━━ SOURCE INFORMATION ━━

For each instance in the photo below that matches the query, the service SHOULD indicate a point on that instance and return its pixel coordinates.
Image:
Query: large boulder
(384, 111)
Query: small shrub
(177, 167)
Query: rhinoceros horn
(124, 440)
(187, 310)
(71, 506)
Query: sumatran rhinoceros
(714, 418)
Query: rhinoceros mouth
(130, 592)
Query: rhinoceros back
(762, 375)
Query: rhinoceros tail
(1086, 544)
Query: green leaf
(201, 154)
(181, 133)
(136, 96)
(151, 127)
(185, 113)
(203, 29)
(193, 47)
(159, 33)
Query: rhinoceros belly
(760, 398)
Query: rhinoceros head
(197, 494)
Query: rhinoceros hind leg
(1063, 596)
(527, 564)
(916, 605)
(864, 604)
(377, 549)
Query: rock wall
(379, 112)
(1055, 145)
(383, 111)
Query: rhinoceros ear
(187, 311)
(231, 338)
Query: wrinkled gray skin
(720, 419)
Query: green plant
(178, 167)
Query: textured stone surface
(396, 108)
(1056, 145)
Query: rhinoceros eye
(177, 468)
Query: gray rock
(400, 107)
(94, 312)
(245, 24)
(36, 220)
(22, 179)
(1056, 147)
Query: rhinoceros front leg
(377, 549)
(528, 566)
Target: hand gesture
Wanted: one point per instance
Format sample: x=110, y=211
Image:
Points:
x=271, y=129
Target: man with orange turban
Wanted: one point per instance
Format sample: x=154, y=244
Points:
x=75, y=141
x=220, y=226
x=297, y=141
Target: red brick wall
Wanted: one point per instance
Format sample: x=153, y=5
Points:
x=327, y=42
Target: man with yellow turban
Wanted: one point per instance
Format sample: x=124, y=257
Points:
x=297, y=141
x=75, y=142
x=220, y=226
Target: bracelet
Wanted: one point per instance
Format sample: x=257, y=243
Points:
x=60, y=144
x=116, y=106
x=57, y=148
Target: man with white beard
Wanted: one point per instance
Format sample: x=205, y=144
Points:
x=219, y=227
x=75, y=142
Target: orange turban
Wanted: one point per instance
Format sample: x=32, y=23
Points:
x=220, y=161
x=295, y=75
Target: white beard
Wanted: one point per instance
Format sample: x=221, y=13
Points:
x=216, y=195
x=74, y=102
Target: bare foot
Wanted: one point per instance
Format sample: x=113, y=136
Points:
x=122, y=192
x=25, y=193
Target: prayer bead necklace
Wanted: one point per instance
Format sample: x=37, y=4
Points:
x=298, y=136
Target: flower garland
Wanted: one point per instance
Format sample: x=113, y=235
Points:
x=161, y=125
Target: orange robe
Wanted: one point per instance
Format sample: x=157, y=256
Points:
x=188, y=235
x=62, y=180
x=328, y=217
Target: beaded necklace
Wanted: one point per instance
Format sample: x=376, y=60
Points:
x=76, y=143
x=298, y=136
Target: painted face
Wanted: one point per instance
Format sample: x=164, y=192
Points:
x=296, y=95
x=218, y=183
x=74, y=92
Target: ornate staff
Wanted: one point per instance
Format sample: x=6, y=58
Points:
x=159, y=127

━━━

TASK BRIEF:
Where does the word "necklace" appear in the records? Copy every line that holds it.

REPLY:
Target: prayer bead necklace
Target: beaded necklace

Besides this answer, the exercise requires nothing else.